**Texte d'étude**
_ _ _ _ _ _ _

Plus nécessaire encore, le recensement des moyens et des structures funéraires. Avec un taux moyen global d'environ 45 %, les chambres funéraires et les chambres mortuaires hospitalières sont capables de répondre au doublement d'activité provoqué par une épidémie de grippe, mais elles sont débordées en cas de catastrophe. Pour les cimetières, le plan propose une étude hydrogéologique permettant de recenser les terrains susceptibles d'accueillir des victimes décédées en grand nombre, éventuellement contaminantes.
Quant aux moyens d'augmenter dans des délais très courts les structures de dépôt des corps, le rapport préconise l'utilisation de simples hangars ou de structures géologiques naturelles utilisables en toutes saisons (carrières grottes) et maintenues à une température entre 3 et 5° par des unités mobiles productrices de froid. Ces solutions sont préférées aux tentes réfrigérées mobiles, patinoires fixes et démontables, entrepôts, camions et containers frigorifiques. Pour les auteurs du rapport, mieux vaut installer des panneaux d'isolation avec générateurs de froid dans des gymnases, hangars, équipements de sports et autres salles d'exposition.
Le Pr Lecomte a effectué une revue thanatologique de détail qui ne laisse rien dans l'ombre : recensement des housses (la France disposerait d'un stock de 100 000 exemplaires), des cercueils (le stock serait de 85 992 unités dont 8 660 cercueils hermétiques), des opérateurs funéraires habilités (13 053), des places en crématorium (107 sur toute la France).
Le rapport n'omet pas la dimension administrative de la réglementation, qu'il conseille de revoir pour une meilleure coopération des acteurs et de simplifier. Une liste unique des victimes devrait être établie conjointement par le préfet et le procureur, communiquée individuellement aux familles, avant d'être rendue publique.
Enfin, il faudrait réactualiser les mesures de désinfection à partir des données récentes de la science et mener une réflexion sur les seuils des particules élémentaires rejetées dans l'air par les crématoriums.
* Nucléaire, radiologique, bactériologique, chimique.

_ _ _ _ _ _ _

**Entrées de données enregistrées**
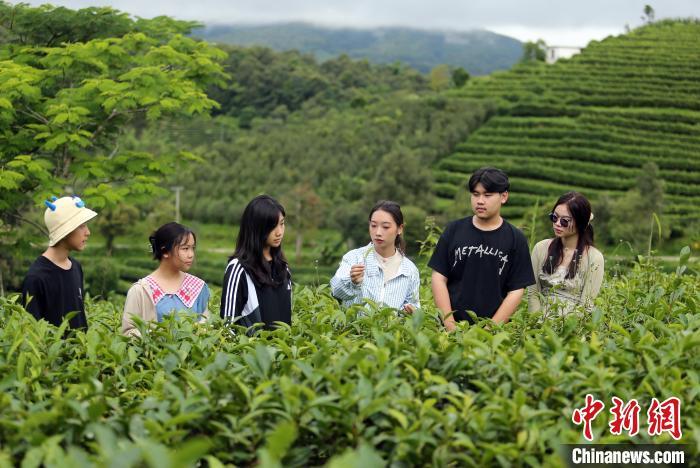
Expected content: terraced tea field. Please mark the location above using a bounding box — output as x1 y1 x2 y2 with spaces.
435 21 700 227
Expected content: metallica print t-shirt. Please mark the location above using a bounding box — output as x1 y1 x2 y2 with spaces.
428 216 535 321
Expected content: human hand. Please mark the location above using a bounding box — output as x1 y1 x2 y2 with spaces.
350 264 365 284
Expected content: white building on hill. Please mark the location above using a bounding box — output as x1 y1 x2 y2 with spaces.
546 46 583 63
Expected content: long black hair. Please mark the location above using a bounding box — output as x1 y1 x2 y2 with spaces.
229 195 290 286
542 192 593 279
148 222 197 261
368 200 406 255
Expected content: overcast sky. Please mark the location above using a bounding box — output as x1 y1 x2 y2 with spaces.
21 0 700 46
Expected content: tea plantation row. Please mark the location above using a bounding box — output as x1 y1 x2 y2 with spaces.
0 257 700 467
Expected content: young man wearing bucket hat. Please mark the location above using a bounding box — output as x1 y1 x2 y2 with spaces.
22 196 97 328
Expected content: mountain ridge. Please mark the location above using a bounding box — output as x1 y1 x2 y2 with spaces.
193 22 522 75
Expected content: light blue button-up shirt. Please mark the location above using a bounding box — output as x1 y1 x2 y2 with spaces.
331 243 420 309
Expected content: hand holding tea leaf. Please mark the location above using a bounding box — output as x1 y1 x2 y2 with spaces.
350 263 365 284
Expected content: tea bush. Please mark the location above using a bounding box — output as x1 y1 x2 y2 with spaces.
0 259 700 467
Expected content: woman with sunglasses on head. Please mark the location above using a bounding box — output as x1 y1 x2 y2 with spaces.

_ _ _ _ _ _ _

**Questions**
(1) Reproduisez le passage de l'extrait sur les structures funéraires qui va de « Enfin, il faudrait » à « par les crématoriums. ».
(2) Comment traduire en anglais cette phrase de l'extrait sur les structures funéraires : « Ces solutions sont préférées aux tentes réfrigérées mobiles, patinoires fixes et démontables, entrepôts, camions et containers frigorifiques. » ?
(3) D'après l'extrait sur les structures funéraires :
(a) Quel est le taux moyen global indiqué pour les chambres funéraires et les chambres mortuaires hospitalières ?
(b) Combien de places en crématorium compte-t-on sur toute la France ?
(c) Par qui la liste unique des victimes devrait-elle être établie ?

**Réponses proposées**
(1)
Enfin, il faudrait réactualiser les mesures de désinfection à partir des données récentes de la science et mener une réflexion sur les seuils des particules élémentaires rejetées dans l'air par les crématoriums.

(2) These solutions are preferred to mobile refrigerated tents, fixed and removable ice rinks, warehouses, and refrigerated trucks and containers.

(3)
(a) Environ 45 %.
(b) 107.
(c) Conjointement par le préfet et le procureur.